╭─ EXCERPT PROVIDED

Approximate text similarity

Fuzzy String Matching

Annotated references on edit-distance, token-based, trigram, and empirical approaches to approximate string comparison.

Fuzzy string matching sits at the intersection of data cleaning, search, and record linkage. Different comparators reward different kinds of similarity: some focus on character edits, some on token overlap, and some on shared substrings. That means there is no single "best" metric outside a concrete error model.

This topic page collects sources that explain the main families of comparators and how to choose among them in practice. Together they cover definitions, tradeoffs, implementation-oriented guidance, and one empirical study that shows how threshold choice and application domain shape real-world performance.

Sources

5 sources with summaries and tags

Splink: String Comparators

This is one of the clearest compact overviews of common string comparators in practical use. It covers Levenshtein, Damerau-Levenshtein, Jaro, Jaro-Winkler, and Jaccard in one place, which makes it especially useful when you need to compare what each metric is actually sensitive to rather than reading isolated algorithm descriptions.

Its main strength is readability. The page is implementation-oriented because it is part of toolkit documentation, but that also makes it pragmatic: it helps you connect the abstract metric to the kinds of matching problems it handles well, such as transpositions, typos, or token overlap. It is a strong first reference when you want a technical overview before deciding which comparator deserves deeper study.

Splink: Choosing String Comparators

This page is the practical companion to the comparator overview because it shifts the question from definition to selection. Instead of only explaining what the algorithms are, it discusses how to choose among them for names, typos, aliases, and thresholded matching decisions.

╰─
╭─ PROVIDED RECORDS

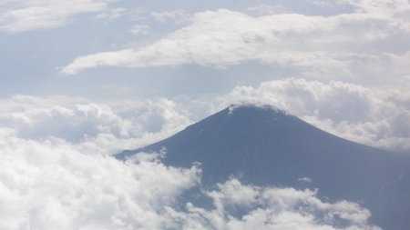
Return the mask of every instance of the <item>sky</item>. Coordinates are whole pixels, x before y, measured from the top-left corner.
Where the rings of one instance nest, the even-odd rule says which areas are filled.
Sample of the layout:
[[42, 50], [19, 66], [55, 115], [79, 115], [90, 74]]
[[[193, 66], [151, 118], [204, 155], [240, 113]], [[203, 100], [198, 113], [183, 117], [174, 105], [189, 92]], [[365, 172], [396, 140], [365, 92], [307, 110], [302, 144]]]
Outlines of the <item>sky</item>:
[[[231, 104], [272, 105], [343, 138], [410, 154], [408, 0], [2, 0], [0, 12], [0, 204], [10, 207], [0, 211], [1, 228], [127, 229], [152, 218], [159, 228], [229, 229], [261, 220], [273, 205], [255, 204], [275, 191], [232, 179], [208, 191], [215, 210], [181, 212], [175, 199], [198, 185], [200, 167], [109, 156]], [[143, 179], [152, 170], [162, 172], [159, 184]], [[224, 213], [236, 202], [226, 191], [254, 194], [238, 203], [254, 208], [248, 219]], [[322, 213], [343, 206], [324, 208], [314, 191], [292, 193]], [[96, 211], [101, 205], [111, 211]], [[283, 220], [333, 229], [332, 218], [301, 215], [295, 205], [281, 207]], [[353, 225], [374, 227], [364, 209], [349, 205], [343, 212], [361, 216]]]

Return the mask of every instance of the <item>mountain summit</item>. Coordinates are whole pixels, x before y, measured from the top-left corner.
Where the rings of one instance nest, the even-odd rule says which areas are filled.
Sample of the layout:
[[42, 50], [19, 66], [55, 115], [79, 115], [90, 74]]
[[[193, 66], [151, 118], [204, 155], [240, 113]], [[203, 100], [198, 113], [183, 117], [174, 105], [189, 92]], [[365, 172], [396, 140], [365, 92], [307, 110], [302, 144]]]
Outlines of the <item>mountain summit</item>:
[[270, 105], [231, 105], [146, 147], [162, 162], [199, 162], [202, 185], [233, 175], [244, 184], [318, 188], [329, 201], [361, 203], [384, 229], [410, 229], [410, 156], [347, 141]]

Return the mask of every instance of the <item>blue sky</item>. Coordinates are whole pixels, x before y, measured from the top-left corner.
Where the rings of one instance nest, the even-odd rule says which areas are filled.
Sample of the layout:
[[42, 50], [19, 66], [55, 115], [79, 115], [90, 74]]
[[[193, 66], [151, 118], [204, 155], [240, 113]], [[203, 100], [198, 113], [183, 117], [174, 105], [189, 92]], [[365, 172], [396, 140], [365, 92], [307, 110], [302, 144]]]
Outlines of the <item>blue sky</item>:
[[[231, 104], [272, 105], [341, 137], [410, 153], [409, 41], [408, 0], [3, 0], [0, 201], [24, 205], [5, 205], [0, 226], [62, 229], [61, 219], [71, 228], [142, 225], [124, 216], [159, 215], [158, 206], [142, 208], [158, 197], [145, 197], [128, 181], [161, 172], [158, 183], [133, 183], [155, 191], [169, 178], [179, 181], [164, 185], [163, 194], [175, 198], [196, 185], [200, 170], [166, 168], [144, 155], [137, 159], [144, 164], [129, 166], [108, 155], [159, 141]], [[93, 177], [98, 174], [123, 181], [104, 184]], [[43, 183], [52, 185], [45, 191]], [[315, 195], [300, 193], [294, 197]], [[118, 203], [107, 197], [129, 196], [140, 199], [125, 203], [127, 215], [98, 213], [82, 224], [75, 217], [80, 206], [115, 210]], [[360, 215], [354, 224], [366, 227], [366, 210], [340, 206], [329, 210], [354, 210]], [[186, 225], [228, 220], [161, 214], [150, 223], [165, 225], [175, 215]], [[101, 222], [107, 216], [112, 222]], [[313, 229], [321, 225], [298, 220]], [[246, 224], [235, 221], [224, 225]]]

╰─
╭─ PROVIDED RECORDS

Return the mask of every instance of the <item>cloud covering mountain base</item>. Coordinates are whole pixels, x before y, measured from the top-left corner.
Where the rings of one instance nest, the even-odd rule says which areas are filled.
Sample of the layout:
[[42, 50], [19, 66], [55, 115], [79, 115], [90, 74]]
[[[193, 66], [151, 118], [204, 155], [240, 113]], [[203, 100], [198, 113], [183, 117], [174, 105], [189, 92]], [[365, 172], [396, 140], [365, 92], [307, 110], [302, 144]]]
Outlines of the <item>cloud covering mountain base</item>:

╰─

Resume the page on fuzzy string matching, picking up right after its last sentence. None of the data lines are needed here.

▶ **EXPECTED ANSWER**:
The useful part is its attention to failure modes and tradeoffs. It explicitly notes where simple metrics break down, especially around nicknames and aliases, so it helps prevent the common mistake of treating a distance score as a universal notion of semantic sameness. Although the framing is still record-linkage oriented, the decision logic transfers well to search and data-normalization tasks.

Microsoft Learn: Fuzzy Merge in Power Query

This is a good reference for token-based fuzzy matching in a real workflow rather than in the abstract. It explains Jaccard similarity, thresholds, and preprocessing controls in the context of fuzzy merge operations, which makes the strengths of set-based matching concrete and easy to reason about.

Its scope is narrower than the Splink material because it is tied to Power Query, but that narrowness is also the benefit. The examples make it clear when token overlap works well, how normalization choices affect outcomes, and why preprocessing can matter as much as the similarity function itself in messy data-cleaning pipelines.

PostgreSQL pg_trgm Documentation

This documentation is the strongest reference in the set for substring-based matching at scale. It explains trigram similarity as a way to compare strings through overlapping character n-grams, which is valuable when exact tokenization is unreliable or when you want robust partial-match behavior for misspellings and fragments.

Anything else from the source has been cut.